Задание: Пожалуйста, продолжите текст об осетинском театре и национальной драматургии сразу после его последнего предложения.

Исходный текст:
····················
Я была депутатом Верховного Совета, с Ахсарбеком Галазовым состояла в одном комитете по культуре и образованию. Осетинский язык тогда преподавали только в сельских школах. Я хотела поднять этот вопрос, вынести его на обсуждение. А. Галазов мне сказал: «Не надо!» Если ребенок в детстве, в школе не общается на своем языке – как это? Когда они еще пропитаются любовью к родному слову? Сложно же восстановить естественное, глубинное знание языка. Сейчас я часто вижу, что мамы, гуляя с малышами, говорят с ними на осетинском языке – я радуюсь!..
Молодежь пытается вернуться к своим истокам. И это тоже меня радует. Надо любить свой язык так, как любил его Хугаев! Эту любовь к языку он перенял у матери, Ольги Гавриловны Джагиаевой, которая отличалась удивительно богатой, роскошной речью. И что еще немаловажно – в семье Хугаевых разговаривали только на родном языке!
Л.Г. С проблемой родного языка напрямую связана и проблема национальной драматургии.
«Национальный театр без своей драматургии – это не театр, – пишет Георгий в книге. – Национальному театру нужны национальные пьесы. Опытные драматурги уходят из жизни. Нужны молодые авторы, пишущие на осетинском языке…»
В.Х. Геор всем помогал. Он был директором театра, режиссером, когда Рая Хубецова принесла «Песню Софьи». Она сказала, что уже заключила договор на написание комедии в соавторстве с Хугаевым Г. Геор вскоре уезжал в Цхинвал ставить спектакль, кажется, «Зарину», и взял с собой пьесу Раи. Там он ее всю переделал: убрал каких-то героев, ввел новых. Это первая, по сути дела, осетинская комедия вернула в театр зрителей. Геор сделал из нее первую осетинскую оперетту «Весенняя песня», премьера которой состоялась в Кремлевском Дворце.
Ашах Токаев, Рая Хубецова, Дмитрий Кусов, Шамиль Джигкаев – пьесы всех авторов Геор дописывал, чтобы больше было театрального начала, нежели словесности, лирики. Сергей Кайтов после спектакля по его пьесе «Таймураз» считал своим наставником Геора. Сам Геор начал ведь писать из-за вечного голода в национальной драматургии. Очень помогал Давиду Туаеву, Тедееву. Это он уговорил Гогичева и Саламова писать. Помню, когда первый раз Саламов увидел постановку пьесы «Сармат и его сыновья», переделанную и поставленную Геором, он все повторял: «Я это не писал! Я даже не предполагал, что так можно!».
Геору часто было сложно работать, тяжело. Помню, проходил фестиваль театров СССР. Осетинский театр выдвинул на показ «Перед грозой» Е. Уруймаговой в постановке З. Бритаевой и «Песню Софьи» Хугаева-Хубецовой в постановке Хугаева. Приезжает большая комиссия, которую встречает З. Бритаева. А Геор собирает Худсовет, на котором все узнают, что будут смотреть один спектакль – «Перед грозой». Сима Икаева спрашивает: «А почему? Как вы можете лишать нас возможности показать свою работу?» – «А вот главный режиссер нас встретила и мы так решили». Геор всех успокаивает. Когда все-таки показали спектакль, после первого акта бросились к Геору, обнимают, Демичев спрашивает: «Есть подстрочник? Дайте мне его!»
····················
Строки:
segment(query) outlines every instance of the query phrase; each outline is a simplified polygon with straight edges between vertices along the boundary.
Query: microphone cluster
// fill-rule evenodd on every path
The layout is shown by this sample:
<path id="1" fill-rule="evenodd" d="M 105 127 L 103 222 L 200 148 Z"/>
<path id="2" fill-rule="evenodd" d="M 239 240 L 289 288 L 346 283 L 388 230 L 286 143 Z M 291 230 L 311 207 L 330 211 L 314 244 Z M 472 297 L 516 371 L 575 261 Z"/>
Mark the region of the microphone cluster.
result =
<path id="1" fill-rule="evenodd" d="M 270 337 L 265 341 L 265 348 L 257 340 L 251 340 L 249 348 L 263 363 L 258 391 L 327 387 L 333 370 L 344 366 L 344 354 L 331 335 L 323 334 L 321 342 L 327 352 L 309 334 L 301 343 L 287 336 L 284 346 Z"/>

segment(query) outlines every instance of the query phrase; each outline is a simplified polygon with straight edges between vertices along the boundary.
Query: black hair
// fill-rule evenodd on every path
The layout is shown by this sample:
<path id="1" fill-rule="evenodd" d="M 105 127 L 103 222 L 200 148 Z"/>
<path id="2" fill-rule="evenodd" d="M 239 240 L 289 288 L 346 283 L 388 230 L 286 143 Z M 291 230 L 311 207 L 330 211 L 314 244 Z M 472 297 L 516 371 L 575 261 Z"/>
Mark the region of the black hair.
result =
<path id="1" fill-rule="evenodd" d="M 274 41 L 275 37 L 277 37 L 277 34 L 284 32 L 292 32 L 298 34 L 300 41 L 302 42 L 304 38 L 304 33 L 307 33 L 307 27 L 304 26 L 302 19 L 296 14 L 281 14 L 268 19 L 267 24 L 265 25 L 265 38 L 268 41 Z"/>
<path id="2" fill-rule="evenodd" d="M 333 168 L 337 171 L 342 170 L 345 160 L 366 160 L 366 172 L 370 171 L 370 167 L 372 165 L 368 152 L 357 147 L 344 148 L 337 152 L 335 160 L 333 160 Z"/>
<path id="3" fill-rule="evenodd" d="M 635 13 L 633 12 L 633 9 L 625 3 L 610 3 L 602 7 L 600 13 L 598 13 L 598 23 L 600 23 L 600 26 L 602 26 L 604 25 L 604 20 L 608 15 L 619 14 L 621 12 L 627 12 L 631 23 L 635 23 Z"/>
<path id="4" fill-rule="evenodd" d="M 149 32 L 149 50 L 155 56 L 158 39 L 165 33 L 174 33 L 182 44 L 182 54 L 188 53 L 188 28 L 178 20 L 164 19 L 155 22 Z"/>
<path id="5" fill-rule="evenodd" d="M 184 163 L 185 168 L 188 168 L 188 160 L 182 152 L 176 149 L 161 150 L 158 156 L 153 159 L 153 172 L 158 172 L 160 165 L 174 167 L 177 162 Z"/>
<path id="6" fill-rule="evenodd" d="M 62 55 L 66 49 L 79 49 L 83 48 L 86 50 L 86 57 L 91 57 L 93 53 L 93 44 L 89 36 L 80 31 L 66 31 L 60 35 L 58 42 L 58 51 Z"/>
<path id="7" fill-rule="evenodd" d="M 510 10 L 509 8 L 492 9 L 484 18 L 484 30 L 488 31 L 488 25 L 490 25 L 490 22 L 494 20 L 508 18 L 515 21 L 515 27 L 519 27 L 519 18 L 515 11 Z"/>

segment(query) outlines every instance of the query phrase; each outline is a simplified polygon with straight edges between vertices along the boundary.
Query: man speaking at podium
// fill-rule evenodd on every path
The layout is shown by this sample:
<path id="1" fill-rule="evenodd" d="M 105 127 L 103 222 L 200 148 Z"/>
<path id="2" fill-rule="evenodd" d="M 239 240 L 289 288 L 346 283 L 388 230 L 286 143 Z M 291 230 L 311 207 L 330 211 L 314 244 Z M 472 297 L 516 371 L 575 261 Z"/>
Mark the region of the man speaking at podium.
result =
····················
Ответ:
Он взял пьесу, чуть отредактировал, и она пошла от Петропавловска-Камчатского до Ужгорода. В архиве есть тетрадь с перечнем пьес, которые ставились в Советском Союзе, ведь до 500 премьер его пьес проходило в театрах страны.
Л.Г. Тогда журнал «Театр» ежегодно приводил статистику постановок по стране. Хугаев входил в первую тройку самых репертуарных драматургов. Долгие годы из одной таблицы рейтингов в другую кочевали одни и те же фамилии – Брагинский, Рязанов, Рацер, Константинов и Хугаев.
В.Х. У нас в семье Агентство по авторским правам называли «серым домом». Геор часто там бывал. Один раз он прошел в отдел статистики и узнал о драконовских правилах, введенных в эпоху хрущевских преобразований: когда пьеса набирает потолок – десять тысяч рублей, авторский процент на несколько лет замораживается, снижается до символического. Он потом еще шутил, что из-за реформ Никиты не стал миллионером. Быть успешным драматургом в нашей стране оказалось испытанием не для слабонервных.
Л.Г. Из-за Хугаева Никита Хрущев пережил несколько неприятных мгновений во время визита в Осетию.
В.Х. Хрущева привезли в Осетинский театр, а Геор навстречу ему спускался вниз по служебной лестнице. Хрущев увидел его, остановился, резко повернулся и зашагал в другую сторону. Видимо, усы Геора ему кого-то напомнили! А на банкете его посадили за стол неподалеку от Хрущева, и весь вечер чувство дискомфорта не покидало гостя!.. Он уехал, и вскоре, буквально через месяц, его сняли…
Л.Г. В чем, на ваш взгляд, был секрет популярности хугаевских комедий?
В.Х. Он хорошо знал законы сцены и режиссуры, знал актерские возможности, правила сценического действия. Но в первую очередь его комедии были полны доброго юмора, были жизнерадостны. Смех – это же великое лекарство для души, для продления жизни.
Популярность Геора, его успех вызывали ревность собратьев по перу, которая переходила иногда в откровенную ненависть… Письма-наветы шли во все инстанции, чаще анонимные.
Л.Г. Что такое зависть?
В.Х. Это несостоятельность. Может быть, человек пытается что-то сделать, а у него не хватает ни дарования, ни сил. А если еще в нем нет культуры, просыпается зависть. Геор проявлял ко всем людям, которые делали ему пакости, добро и заботу. Говорят же: «Умейте обращать зло в добро!» Он умел!
До конца дней уколы в адрес Геора как драматурга не прекращались. Многие его пьесы не ставились в Осетинском театре, но с успехом шли в других, к примеру, «Черная бурка».
Геор – очень выдержанный и мудрый человек. Но все это царапало, доставляло боль и горечь – и ему, и мне. Я не спала ночами, митинговала, нервничала, «как можно!» и т.д. Он мог сказать: «Прекрати! Не надо! Это все преходяще! Главное, что мы рядом!..» Я часто думаю, что без меня он не выдержал бы этой жизни.
Л.Г. И вы действительно были рядом все годы.
ДЕЙСТВИЕ ТРЕТЬЕ:
Двое. Дети. Счастье
Л.Г. 56 лет – солидный срок для брака. Его можно назвать идеальным?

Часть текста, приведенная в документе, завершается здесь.